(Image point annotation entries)
-- BEGIN --

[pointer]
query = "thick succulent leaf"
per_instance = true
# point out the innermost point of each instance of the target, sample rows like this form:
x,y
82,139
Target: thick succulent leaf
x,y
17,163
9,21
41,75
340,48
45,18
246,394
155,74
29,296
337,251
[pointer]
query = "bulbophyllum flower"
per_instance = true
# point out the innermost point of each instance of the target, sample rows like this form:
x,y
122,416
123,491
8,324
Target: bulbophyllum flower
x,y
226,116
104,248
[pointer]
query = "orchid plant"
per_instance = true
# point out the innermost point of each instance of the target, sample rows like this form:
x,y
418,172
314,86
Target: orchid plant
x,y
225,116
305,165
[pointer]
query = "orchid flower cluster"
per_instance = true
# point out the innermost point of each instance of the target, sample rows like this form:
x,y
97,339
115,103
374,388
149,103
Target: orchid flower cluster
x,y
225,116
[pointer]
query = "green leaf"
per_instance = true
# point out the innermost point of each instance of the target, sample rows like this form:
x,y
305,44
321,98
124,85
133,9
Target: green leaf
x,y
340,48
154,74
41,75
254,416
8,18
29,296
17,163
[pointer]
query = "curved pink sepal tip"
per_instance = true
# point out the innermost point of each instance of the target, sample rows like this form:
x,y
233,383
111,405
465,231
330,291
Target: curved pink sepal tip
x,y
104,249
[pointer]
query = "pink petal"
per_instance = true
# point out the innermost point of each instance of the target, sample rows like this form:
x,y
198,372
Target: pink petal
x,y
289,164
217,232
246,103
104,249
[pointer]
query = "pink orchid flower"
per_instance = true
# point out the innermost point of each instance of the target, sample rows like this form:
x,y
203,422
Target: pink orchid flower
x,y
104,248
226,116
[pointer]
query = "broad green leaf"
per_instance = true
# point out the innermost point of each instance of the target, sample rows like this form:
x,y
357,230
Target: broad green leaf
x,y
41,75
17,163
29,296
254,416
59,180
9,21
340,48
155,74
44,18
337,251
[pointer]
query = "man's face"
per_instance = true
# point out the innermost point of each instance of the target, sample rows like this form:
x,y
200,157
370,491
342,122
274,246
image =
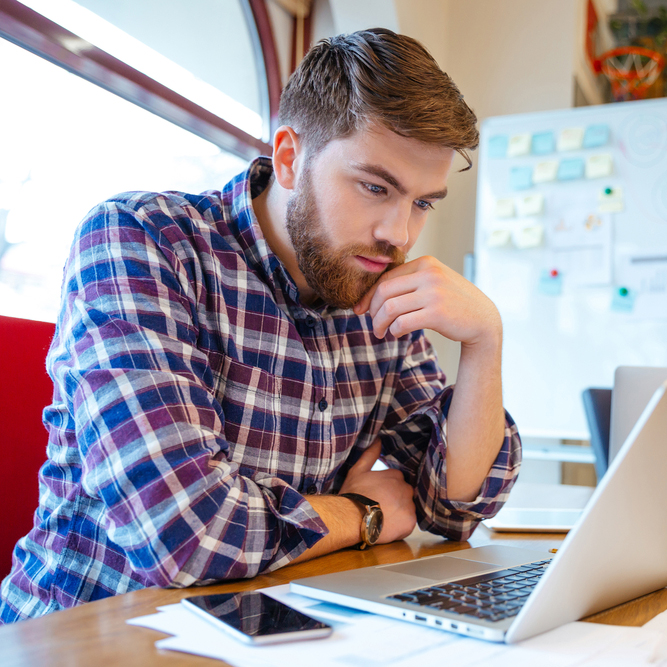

-- END --

Given task: Count the lines in the entries above that contain the string "sepal" with its case matching. Reply with the number alone.

Answer in full: 2